─── SUPPLIED TEXT ───
What was your experience like when you came out to your colleagues?
I wrote a message on a communal Facebook board that our team of nurses uses. In the message, I said, "This is who I am, and I'm not going to explain the whole thing here. If you do want someone to help you understand it, here are some resources from different transgender groups. If that doesn't help, you can come ask me."
I didn't get any negative comments, and everyone was super supportive. There were people who had questions because they didn't understand certain things, but they asked with kindness. I remember distinctly, the next time I went to the nursing shift huddle, one of my big, tall nursing colleagues was there. He literally picked me up in a bear hug and said he was proud of me.
What advice do you give to people who may be unsure of the sensitivities to consider with individuals who are transgender?
I am fortunate that my hospital already has policies and training in place regarding transgender individuals. There is signage at registration and throughout the emergency department noting that if your gender identity differs from your sex assigned at birth to let us know so that we can make note of it. We have forms we add to the physical chart to make people aware of what pronouns and names to use in that case.
─── SUPPLIED DATA ───
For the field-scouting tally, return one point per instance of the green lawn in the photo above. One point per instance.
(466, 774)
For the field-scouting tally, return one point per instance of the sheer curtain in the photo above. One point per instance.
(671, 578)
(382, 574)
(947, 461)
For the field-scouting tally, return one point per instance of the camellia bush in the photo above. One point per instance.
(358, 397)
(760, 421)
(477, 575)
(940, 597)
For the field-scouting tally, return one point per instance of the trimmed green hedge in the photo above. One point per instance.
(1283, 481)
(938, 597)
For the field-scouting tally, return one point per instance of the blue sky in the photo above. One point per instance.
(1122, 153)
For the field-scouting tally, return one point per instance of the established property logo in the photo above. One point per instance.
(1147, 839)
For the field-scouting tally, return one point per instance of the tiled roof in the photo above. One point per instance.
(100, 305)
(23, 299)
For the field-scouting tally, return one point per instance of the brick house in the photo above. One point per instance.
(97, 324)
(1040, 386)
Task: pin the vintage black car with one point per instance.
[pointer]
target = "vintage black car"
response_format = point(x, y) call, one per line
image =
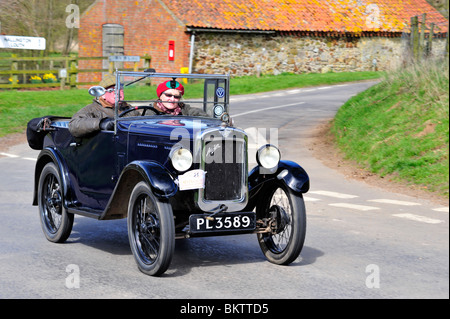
───
**PROBLEM DESCRIPTION:** In one to three sentences, explain why, according to the interview, the hospital's signage asks patients to say when their gender identity differs from their sex assigned at birth. The rows are separate material, unrelated to the interview.

**WORKED SOLUTION:** The signage asks patients to share this so that staff can make note of it. Forms are then added to the physical chart so that people know which pronouns and names to use for that patient.